TASK INSTRUCTIONS → The whole listing below is to be output exactly, with no line skipped.

ENTRIES SUPPLIED →
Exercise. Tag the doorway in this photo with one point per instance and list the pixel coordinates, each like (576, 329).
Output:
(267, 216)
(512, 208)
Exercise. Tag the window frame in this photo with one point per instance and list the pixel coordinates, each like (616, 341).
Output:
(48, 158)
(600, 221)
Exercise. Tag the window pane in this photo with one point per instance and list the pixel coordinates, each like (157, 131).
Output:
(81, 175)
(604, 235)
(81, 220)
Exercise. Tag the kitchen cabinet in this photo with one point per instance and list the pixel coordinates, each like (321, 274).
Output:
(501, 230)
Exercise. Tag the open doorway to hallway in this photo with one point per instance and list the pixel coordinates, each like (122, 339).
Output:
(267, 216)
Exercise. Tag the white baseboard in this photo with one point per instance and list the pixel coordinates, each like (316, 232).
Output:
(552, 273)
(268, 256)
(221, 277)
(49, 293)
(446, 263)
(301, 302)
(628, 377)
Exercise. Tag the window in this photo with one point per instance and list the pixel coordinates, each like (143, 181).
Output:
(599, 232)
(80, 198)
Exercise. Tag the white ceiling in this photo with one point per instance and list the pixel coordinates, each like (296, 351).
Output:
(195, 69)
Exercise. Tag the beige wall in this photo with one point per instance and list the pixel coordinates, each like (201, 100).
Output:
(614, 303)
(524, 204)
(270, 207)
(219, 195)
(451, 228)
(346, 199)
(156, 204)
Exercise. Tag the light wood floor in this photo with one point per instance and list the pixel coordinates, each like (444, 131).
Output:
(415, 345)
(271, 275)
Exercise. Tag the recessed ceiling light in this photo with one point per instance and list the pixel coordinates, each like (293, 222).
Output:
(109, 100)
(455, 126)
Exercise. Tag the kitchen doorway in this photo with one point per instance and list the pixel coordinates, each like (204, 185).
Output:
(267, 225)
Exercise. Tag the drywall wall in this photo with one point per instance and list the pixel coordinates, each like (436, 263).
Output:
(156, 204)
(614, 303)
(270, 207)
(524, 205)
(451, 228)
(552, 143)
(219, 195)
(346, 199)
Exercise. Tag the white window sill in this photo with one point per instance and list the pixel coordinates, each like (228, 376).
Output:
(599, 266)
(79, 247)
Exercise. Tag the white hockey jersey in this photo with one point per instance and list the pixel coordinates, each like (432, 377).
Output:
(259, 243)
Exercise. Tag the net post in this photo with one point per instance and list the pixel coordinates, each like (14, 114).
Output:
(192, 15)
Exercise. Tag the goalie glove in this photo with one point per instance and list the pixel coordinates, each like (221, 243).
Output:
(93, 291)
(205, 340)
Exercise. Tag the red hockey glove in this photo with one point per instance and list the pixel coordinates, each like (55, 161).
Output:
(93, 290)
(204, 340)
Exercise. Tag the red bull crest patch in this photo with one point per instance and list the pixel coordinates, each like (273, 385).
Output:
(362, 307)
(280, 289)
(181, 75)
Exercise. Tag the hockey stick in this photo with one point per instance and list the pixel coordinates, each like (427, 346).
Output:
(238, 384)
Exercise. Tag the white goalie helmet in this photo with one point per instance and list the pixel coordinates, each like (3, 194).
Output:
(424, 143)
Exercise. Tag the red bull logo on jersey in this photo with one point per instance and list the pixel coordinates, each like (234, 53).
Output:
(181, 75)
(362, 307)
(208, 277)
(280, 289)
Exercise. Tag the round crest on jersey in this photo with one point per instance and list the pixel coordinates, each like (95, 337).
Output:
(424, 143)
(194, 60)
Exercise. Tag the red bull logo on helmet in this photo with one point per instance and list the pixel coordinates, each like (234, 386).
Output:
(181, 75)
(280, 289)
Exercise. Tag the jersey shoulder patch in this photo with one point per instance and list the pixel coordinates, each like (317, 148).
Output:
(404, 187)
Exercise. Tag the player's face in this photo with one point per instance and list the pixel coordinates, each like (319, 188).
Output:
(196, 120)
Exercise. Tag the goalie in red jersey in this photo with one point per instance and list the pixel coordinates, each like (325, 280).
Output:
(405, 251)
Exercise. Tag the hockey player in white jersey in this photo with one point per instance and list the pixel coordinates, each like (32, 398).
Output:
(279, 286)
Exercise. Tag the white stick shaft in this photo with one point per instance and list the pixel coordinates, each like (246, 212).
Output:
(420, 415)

EXERCISE OUTPUT →
Exercise. Tag the doorway in this photo with one point per instance and list the pixel coordinates, each like (576, 329).
Output:
(267, 216)
(512, 208)
Exercise. Tag the window frame in this photo with one point per instance and list the pixel coordinates, each like (616, 341).
Output:
(48, 158)
(600, 221)
Exercise. Tag the window pane in this photo with one point per instance and list the pixel coordinates, each like (157, 131).
Output:
(81, 175)
(604, 235)
(81, 220)
Exercise. Tag the kitchen cabinet in this photo with one point per instance and list the pixel coordinates, each like (321, 274).
Output:
(501, 230)
Exercise. Tag the open doorway to hallway in this photo with one point per instance and list the pixel coordinates, each like (122, 339).
Output:
(267, 216)
Exercise. Tag the white baseboard in this photo with one point per instance and list the pixel coordinates, each like (316, 232).
Output:
(552, 273)
(268, 256)
(221, 277)
(49, 293)
(446, 263)
(301, 302)
(628, 377)
Exercise. Tag the window in this photo with one point per instance and list the pixel coordinates, each like (143, 181).
Output:
(599, 232)
(80, 198)
Exercise. Tag the white ceiling in this photo with one point per instance and list the pixel coordinates, each like (296, 351).
Output:
(195, 69)
Exercise. Tag the beige wall in this photo with one point per instance and list the pixel coordinates, each like (201, 100).
Output:
(614, 303)
(524, 204)
(270, 207)
(219, 195)
(451, 228)
(346, 199)
(156, 204)
Exercise. Tag the light wood floor in this photo with one point per instance and list the pixel coordinates, each like (444, 131).
Output:
(415, 345)
(271, 275)
Exercise. Tag the recessed ceiling light in this photo with one point per instance and list the pixel coordinates, each like (293, 222).
Output:
(109, 100)
(455, 126)
Exercise. Tag the kitchen doorway in this photo with one point per instance and list the pixel coordinates, each like (204, 185).
Output:
(267, 225)
Exercise. Tag the drywall wall in this photo with one point per instance and list the pixel coordinates, each like (436, 263).
Output:
(156, 204)
(614, 303)
(270, 207)
(524, 205)
(451, 228)
(552, 143)
(219, 195)
(346, 199)
Exercise. Tag the white window sill in this photo with one point per instance and list the pixel coordinates, each like (228, 376).
Output:
(599, 266)
(79, 247)
Exercise. Tag the white hockey jersey in this photo with one point per instance and list the pixel coordinates, each like (432, 377).
Output:
(259, 243)
Exercise. Tag the net post in this photo with one point per instance and list the pixel coordinates, each like (14, 114).
Output:
(192, 15)
Exercise. Tag the goalie glove in this photo with one point per instance and list the pixel coordinates, each like (221, 243).
Output:
(93, 291)
(205, 340)
Exercise. Tag the red hockey glove in this photo with one point per instance and list the pixel coordinates, each like (55, 161).
Output:
(93, 290)
(204, 340)
Exercise. Tag the red bull crest patch in this photo with one point per instance and list the pixel coordinates, each like (273, 385).
Output:
(362, 307)
(280, 289)
(181, 75)
Exercise. Tag the hockey stick in this photo with one point per instance and list the pixel coordinates, each like (427, 346).
Output:
(238, 384)
Exercise. Tag the white goalie helmet in this photo with one point per instance and list the pixel coordinates, each like (3, 194).
Output:
(424, 143)
Exercise. Tag the red bull logo on jersey in this photo with one point per instance and list the pixel coordinates, each like (234, 53).
Output:
(181, 75)
(362, 307)
(208, 277)
(280, 289)
Exercise. Tag the round crest on jersey in this photo with one point per instance and list the pixel coordinates, each like (95, 337).
Output:
(424, 143)
(194, 60)
Exercise. Tag the red bull logo on helmet in this photo with one point per instance and list the pixel coordinates, each like (234, 386).
Output:
(181, 75)
(280, 289)
Exercise. Tag the jersey shoulder patch in this photo with one point per instance and list the pixel coordinates, each like (317, 148).
Output:
(404, 187)
Exercise. Tag the player's face in this photo with one point per instance and list the pixel coordinates, each like (319, 188).
Output:
(196, 120)
Exercise. Tag the goalie in red jersey in this photo with one point per instance and list the pixel coordinates, each like (325, 280).
Output:
(405, 251)
Exercise. Tag the hockey player in white jersey in this photo with one point per instance and list the pixel coordinates, each like (32, 398).
Output:
(279, 286)
Exercise. Tag the white stick shaft in this photo with one point per instance and list the pixel coordinates, each like (246, 212).
Output:
(420, 415)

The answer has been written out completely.